- SOURCE DOCUMENT -
● ● ● ●

Open Europe did support Theresa May’s deal, negotiated in 2018, but only on balance, as it continued its warnings that the great weakness of it was that it would outsource UK trade policy to Brussels indefinitely. It came up with suggestions on how to reconcile an alternative to the backstop with the Belfast Good Friday Agreement. It also estimated the consequences of “no deal” to be “manageable but material” in fall 2019, just before both the EU and Boris Johnson ultimately made concessions to secure an orderly withdrawal. With that, Open Europe’s mission of a “friendly Brexit” really had been completed, at least unless the whole thing doesn’t derail after all in 2020, when the EU and the UK need to figure out to what extent trade will be disrupted as a result of UK regulatory divergence from 2021 on. 
Open Europe’s analysis, rigorously overseen by Stephen Booth, its Research Director and later its Director, was widely read in policy circles, both in the UK and the EU, but many of its former staff also went into top government positions themselves. From 2016 until 2019, former Open Europe Director Raoul Ruparel advised Theresa May. In 2019, Henry Newman, Open Europe Director from 2017, went on to advise Michael Gove, who was made responsible for “no deal” planning by PM Boris Johnson. A former member of Open Europe’s advisory council, David Frost, was Boris Johnson’s top negotiator, when the UK secured the deal with the EU in October 2019. Frost, who published an Open Europe paper in 2015 on how to negotiate with the EU, is still in charge now as the UK’s top negotiator for the negotiations about the future relationship. 
Until the referendum, Open Europe’s mission had always been about making the case for institutional reform of the European Union, so to turn it into an organization mainly dedicated to scrapping barriers to trade. Such a more modest EU, focused on its core business and not on acquiring ever more powers and resources, may have prevented Brexit and may have made the ever more eurosceptic electorates in mainland Europe less hostile to it.

● ● ● ●

- LISTED RECORDS -
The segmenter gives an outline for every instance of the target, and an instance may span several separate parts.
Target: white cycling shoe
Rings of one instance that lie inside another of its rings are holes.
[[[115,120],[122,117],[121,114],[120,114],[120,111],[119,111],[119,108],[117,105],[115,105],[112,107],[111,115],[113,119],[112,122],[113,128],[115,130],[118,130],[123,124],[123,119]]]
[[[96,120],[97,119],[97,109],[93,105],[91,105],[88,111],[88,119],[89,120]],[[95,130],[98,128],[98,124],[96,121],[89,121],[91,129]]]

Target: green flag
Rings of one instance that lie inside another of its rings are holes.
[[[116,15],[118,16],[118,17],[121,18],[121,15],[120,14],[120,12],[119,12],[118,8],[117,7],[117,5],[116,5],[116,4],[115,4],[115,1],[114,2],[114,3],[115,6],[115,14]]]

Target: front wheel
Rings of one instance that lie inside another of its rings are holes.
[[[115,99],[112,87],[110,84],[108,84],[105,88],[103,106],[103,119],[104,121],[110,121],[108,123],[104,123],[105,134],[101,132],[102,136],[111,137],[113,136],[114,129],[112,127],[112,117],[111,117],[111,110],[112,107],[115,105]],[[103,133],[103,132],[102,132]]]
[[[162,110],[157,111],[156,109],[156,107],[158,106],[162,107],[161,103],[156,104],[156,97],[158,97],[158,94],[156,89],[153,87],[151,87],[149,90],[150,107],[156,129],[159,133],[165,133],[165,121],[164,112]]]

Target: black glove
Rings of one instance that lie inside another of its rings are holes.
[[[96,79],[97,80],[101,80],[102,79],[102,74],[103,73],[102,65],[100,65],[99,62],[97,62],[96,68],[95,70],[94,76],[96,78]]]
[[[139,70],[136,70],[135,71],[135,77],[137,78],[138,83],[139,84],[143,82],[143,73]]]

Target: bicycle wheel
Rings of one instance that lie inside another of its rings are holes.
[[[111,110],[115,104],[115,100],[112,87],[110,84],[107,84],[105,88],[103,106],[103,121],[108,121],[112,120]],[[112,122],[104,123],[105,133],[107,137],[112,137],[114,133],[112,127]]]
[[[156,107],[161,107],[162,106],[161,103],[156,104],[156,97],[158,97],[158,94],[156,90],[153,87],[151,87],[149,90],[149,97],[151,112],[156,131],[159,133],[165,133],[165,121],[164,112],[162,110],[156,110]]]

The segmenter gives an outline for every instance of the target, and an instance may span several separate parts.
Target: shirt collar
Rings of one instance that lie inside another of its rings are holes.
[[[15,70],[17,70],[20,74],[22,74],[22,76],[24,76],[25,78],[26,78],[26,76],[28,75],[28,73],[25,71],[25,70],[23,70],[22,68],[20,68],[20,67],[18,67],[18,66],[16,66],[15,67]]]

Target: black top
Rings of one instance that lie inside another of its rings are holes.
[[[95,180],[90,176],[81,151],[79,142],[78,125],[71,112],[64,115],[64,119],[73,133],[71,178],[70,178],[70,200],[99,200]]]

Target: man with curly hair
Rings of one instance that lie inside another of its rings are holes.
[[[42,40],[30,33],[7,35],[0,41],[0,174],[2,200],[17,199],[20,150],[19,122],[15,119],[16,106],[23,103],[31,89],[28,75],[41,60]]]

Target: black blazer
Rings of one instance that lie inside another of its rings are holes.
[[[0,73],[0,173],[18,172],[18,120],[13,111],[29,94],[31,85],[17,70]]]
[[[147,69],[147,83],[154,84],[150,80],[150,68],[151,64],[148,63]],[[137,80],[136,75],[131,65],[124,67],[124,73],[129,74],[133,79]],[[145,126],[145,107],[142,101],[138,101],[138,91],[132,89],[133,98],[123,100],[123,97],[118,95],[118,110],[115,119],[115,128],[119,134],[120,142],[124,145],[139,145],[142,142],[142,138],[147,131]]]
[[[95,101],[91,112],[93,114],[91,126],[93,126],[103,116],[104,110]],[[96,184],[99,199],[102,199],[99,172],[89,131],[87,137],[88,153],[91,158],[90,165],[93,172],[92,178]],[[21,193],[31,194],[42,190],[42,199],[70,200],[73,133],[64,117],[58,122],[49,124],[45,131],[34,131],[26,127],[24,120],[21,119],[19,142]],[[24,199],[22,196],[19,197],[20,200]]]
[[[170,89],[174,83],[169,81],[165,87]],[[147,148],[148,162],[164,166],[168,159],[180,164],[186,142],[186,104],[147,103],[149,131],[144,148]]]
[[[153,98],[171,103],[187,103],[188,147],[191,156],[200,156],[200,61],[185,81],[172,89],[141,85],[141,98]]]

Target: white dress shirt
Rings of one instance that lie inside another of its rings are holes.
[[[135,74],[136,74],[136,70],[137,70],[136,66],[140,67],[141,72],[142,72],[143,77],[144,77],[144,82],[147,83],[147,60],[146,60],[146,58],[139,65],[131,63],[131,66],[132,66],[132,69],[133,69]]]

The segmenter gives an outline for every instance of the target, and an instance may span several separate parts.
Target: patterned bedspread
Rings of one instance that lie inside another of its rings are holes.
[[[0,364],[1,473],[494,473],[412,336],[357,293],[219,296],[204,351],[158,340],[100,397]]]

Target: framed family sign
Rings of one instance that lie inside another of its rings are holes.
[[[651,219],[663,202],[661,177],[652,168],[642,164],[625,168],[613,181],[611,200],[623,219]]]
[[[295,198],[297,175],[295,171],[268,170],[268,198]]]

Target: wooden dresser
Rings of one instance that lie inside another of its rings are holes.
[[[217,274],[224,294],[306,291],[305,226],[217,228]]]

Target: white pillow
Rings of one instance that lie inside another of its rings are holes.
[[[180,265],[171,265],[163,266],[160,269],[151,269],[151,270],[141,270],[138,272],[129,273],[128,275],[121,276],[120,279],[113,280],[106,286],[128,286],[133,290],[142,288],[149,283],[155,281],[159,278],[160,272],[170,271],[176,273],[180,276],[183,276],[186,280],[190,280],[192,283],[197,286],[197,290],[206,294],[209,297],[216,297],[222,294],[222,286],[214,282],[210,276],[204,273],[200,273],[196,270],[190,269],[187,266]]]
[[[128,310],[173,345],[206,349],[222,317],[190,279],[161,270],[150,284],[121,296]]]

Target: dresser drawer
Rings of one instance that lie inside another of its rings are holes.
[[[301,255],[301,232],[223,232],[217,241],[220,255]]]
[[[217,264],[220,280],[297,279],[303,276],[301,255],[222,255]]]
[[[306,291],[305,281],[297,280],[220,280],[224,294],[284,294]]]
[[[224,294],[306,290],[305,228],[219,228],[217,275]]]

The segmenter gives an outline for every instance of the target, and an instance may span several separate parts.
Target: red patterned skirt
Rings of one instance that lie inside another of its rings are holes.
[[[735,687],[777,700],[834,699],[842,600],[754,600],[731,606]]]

● ● ● ●

- ACTIVITY 1 -
List every person named in the passage on Open Europe.
- ACTIVITY 2 -
Continue the passage on Open Europe, starting after its final sentence.

- YOUR RESPONSE 1 -
Theresa May, Boris Johnson, Stephen Booth, Raoul Ruparel, Henry Newman, Michael Gove, David Frost

- YOUR RESPONSE 2 -
Now that Brexit is a reality, the EU should reflect why the UK opted to leave. It should realise it is partially responsible for Brexit, as it ignored the many signals. That’s from 1988 on, when Margaret Thatcher warned in Bruges that “We have not successfully rolled back the frontiers of the state in Britain, only to see them re-imposed at a European level with a European super-state exercising a new dominance from Brussels.” It’s all the way to 2014, when the UK was outvoted by the other member states apart from one, when they decided to nominate Jean-Claude Juncker, a strong supporter of a more centralized EU, for the EU Commission Presidency. 
That was the case I made when delivering a keynote speech to the European Commission’s 2017 Biennial Jean Monnet conference, which brings together the hundreds of scholars receiving EU grants to study EU policy from all over the world. It’s questionable whether the EU or the academic community that is studying it, has done much introspection into the reasons why Britain voted to leave in 2016. However, electorates in mainland Europe have steadily moved closer to Open Europe’s thinking.  Now, perhaps Brexit may yet trigger more fundamental reform of the European Union than the UK could ever have delivered from inside the club. The precedent of the UK leaving due to discontent over years of overreach will haunt every new institutional power grab and every regulatory proposal that is seen as too intrusive. I agreed with the late Open Europe Chairman Rodney Leach, when he told me the British aren’t as Eurosceptic as portrayed, and people on mainland Europe aren’t as uncritical towards it as often said. The many suggestions Open Europe has been making over the years can now serve as inspiration to those in the remaining EU member states looking for ways to reconnect the EU with its ever more eurosceptic citizenry.